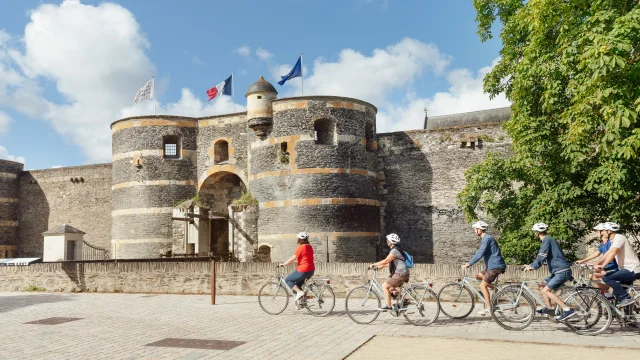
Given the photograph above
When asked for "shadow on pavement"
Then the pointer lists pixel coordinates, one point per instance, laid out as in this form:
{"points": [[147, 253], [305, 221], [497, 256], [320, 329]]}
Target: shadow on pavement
{"points": [[10, 303]]}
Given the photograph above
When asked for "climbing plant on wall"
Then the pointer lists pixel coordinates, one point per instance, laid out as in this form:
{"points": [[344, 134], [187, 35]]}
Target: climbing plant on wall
{"points": [[572, 71]]}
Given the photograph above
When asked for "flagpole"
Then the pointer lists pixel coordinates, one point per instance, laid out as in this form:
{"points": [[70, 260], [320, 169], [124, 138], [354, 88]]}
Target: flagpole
{"points": [[153, 82]]}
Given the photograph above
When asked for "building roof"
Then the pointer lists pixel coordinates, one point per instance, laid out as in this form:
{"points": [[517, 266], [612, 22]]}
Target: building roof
{"points": [[63, 229], [261, 85]]}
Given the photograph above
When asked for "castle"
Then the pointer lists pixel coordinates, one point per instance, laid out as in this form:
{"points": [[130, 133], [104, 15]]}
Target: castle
{"points": [[311, 163]]}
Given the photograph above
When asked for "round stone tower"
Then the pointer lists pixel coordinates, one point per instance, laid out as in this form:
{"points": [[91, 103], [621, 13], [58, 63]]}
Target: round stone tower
{"points": [[154, 169], [9, 194], [259, 108], [316, 171]]}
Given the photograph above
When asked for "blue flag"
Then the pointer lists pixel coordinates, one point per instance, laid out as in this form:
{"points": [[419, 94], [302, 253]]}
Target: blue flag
{"points": [[295, 72]]}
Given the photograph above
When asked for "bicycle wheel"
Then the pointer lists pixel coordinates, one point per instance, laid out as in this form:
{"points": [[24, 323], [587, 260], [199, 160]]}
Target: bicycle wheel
{"points": [[320, 300], [362, 304], [273, 298], [593, 313], [423, 308], [512, 308], [456, 301]]}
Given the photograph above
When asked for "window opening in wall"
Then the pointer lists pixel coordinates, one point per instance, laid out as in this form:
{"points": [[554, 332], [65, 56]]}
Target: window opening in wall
{"points": [[324, 132], [221, 151], [171, 147], [369, 136]]}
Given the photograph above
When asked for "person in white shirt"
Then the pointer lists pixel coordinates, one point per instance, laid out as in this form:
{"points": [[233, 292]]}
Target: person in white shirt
{"points": [[628, 264]]}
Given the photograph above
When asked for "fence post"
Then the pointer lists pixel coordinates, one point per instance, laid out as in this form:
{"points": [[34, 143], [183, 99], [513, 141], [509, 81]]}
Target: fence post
{"points": [[213, 282]]}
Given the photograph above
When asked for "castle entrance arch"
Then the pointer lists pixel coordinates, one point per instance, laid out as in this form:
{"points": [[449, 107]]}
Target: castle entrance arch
{"points": [[216, 193]]}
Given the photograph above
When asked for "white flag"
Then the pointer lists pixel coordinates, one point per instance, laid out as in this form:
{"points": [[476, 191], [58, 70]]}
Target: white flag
{"points": [[145, 92]]}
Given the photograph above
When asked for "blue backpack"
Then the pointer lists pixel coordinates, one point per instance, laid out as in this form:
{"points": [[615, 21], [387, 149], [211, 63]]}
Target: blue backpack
{"points": [[408, 259]]}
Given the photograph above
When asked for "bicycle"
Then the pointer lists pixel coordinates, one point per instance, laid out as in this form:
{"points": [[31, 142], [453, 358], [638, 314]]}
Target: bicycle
{"points": [[319, 298], [454, 297], [514, 306], [418, 303], [596, 302]]}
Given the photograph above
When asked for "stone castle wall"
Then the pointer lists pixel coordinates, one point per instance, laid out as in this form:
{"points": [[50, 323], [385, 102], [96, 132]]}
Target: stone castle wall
{"points": [[79, 196], [421, 174], [9, 203], [328, 190]]}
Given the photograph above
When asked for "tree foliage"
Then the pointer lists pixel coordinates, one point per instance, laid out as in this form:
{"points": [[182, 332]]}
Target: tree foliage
{"points": [[571, 68]]}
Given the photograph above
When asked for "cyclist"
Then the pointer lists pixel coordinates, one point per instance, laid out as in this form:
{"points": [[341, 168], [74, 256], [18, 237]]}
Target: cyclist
{"points": [[398, 271], [493, 261], [602, 249], [558, 267], [305, 267], [628, 263]]}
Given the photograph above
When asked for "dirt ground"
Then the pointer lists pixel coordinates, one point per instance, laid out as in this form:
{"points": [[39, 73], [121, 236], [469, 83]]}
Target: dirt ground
{"points": [[383, 347]]}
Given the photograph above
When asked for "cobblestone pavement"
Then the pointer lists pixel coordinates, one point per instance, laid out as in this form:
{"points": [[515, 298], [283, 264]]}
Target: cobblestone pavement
{"points": [[119, 326]]}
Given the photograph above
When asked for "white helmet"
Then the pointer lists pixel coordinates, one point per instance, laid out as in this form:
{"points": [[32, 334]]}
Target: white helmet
{"points": [[540, 227], [611, 226], [393, 238], [480, 225]]}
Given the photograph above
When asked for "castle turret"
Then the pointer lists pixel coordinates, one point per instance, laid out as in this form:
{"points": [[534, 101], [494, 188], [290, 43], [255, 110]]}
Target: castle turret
{"points": [[316, 171], [9, 189], [259, 108]]}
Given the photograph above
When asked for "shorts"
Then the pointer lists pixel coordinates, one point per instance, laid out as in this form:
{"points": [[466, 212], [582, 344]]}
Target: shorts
{"points": [[491, 275], [554, 281], [397, 280]]}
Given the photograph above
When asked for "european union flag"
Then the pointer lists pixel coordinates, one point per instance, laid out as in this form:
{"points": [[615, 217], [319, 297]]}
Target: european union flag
{"points": [[295, 72]]}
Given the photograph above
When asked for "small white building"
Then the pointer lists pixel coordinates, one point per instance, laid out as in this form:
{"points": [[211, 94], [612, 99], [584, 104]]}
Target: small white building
{"points": [[63, 243]]}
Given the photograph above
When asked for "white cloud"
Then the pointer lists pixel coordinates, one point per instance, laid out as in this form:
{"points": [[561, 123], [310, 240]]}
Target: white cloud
{"points": [[244, 51], [5, 122], [370, 78], [465, 94], [196, 60], [95, 56], [4, 154], [263, 54]]}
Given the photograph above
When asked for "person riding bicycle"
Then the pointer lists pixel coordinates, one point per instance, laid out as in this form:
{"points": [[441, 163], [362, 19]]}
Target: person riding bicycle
{"points": [[628, 263], [493, 261], [611, 267], [398, 271], [558, 267], [305, 268]]}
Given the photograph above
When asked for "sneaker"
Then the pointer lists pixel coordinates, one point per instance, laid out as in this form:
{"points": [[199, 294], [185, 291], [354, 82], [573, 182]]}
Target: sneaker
{"points": [[545, 311], [626, 302], [565, 315]]}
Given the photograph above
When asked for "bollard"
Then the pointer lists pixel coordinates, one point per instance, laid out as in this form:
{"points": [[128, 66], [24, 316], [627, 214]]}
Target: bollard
{"points": [[213, 282]]}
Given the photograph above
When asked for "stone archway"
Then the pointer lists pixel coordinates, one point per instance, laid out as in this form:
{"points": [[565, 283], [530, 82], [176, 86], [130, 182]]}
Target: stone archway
{"points": [[217, 192]]}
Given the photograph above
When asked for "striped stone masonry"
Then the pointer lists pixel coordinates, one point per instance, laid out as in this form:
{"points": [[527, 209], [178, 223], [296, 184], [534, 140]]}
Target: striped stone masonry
{"points": [[153, 183], [318, 201], [142, 211]]}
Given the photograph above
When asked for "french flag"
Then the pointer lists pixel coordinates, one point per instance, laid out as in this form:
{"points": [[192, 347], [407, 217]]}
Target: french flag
{"points": [[224, 87]]}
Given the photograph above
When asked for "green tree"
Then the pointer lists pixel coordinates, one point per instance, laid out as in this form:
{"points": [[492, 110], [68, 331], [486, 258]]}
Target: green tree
{"points": [[572, 71]]}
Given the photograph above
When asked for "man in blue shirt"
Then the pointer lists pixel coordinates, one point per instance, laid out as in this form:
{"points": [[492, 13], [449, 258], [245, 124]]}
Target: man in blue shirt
{"points": [[493, 261], [602, 249], [559, 268]]}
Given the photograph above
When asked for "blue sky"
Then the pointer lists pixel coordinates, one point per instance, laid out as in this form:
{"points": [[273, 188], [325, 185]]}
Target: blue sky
{"points": [[69, 69]]}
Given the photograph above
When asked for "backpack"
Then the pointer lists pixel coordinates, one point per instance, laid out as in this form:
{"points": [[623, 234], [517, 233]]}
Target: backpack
{"points": [[408, 259]]}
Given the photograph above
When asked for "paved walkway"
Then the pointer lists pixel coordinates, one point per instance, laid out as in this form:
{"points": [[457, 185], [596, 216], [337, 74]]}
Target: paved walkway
{"points": [[119, 326]]}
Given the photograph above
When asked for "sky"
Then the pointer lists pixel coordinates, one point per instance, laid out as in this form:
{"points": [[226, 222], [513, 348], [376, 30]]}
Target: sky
{"points": [[68, 69]]}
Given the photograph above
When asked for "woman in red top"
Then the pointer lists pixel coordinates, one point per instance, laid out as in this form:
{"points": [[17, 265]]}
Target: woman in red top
{"points": [[305, 268]]}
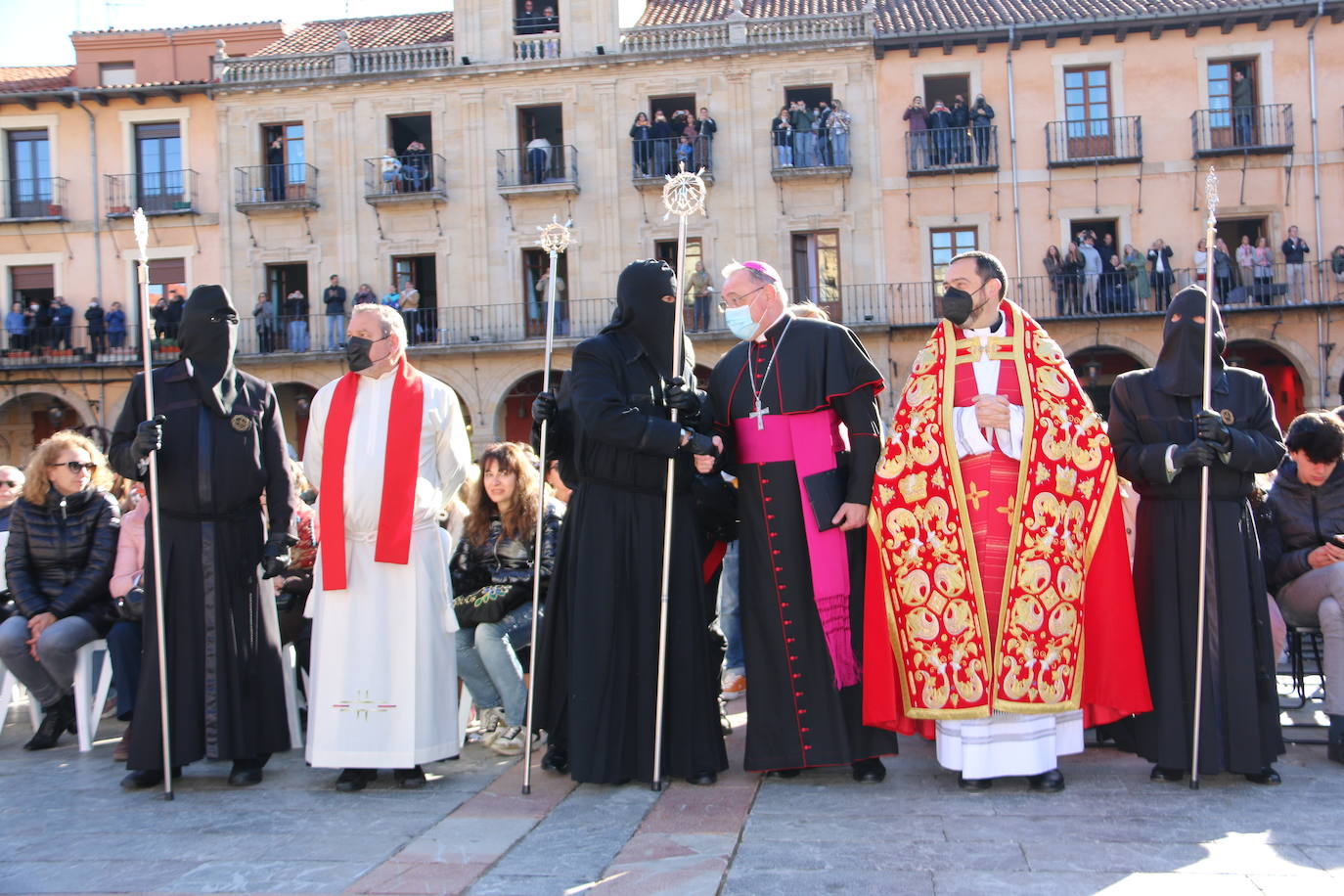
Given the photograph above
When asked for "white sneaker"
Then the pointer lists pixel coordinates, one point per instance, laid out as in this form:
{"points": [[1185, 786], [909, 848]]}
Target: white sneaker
{"points": [[509, 741]]}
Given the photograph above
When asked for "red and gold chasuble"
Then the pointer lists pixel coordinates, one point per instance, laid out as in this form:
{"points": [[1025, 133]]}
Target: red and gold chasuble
{"points": [[985, 568]]}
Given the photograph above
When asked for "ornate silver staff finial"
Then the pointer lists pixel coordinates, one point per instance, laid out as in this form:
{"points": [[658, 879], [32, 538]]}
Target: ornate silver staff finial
{"points": [[683, 195], [1211, 195], [143, 234], [556, 237]]}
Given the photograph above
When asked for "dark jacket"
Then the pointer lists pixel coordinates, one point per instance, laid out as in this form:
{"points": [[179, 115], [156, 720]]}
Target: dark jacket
{"points": [[61, 557], [507, 560], [1304, 517]]}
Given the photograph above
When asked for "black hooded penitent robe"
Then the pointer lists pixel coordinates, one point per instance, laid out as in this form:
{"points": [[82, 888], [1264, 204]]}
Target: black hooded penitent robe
{"points": [[226, 696], [1152, 410], [797, 716], [597, 668]]}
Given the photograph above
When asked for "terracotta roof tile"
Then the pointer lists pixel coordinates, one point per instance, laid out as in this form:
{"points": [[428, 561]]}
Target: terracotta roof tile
{"points": [[17, 78], [365, 34]]}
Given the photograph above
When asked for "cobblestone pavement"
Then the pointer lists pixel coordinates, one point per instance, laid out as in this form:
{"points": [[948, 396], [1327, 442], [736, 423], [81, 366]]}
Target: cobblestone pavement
{"points": [[67, 827]]}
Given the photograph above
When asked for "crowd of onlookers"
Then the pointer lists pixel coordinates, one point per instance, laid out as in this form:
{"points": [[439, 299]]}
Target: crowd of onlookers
{"points": [[1096, 277]]}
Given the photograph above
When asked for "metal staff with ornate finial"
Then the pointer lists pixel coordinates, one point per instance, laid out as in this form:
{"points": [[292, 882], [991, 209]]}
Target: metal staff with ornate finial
{"points": [[157, 547], [683, 197], [1210, 230], [554, 240]]}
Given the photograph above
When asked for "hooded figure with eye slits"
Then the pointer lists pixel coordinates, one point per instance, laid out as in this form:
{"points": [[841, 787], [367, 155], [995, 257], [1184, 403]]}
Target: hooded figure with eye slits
{"points": [[219, 443], [1163, 437]]}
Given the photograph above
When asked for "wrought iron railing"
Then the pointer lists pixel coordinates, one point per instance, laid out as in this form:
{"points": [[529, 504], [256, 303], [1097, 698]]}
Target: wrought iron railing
{"points": [[158, 193], [1242, 129], [1096, 140]]}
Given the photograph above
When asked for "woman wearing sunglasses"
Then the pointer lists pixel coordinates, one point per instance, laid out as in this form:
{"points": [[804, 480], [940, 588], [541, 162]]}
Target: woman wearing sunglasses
{"points": [[58, 561]]}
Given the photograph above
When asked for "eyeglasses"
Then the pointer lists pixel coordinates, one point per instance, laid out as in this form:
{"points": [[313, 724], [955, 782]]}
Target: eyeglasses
{"points": [[75, 467], [742, 299]]}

☆ ☆ ☆ ☆ ☆

#### Do this
Locate each line above that contains the word "gold" and copy it out in full.

#### Task answer
When asked for "red and gold chasuble"
Target: red and gold chasuble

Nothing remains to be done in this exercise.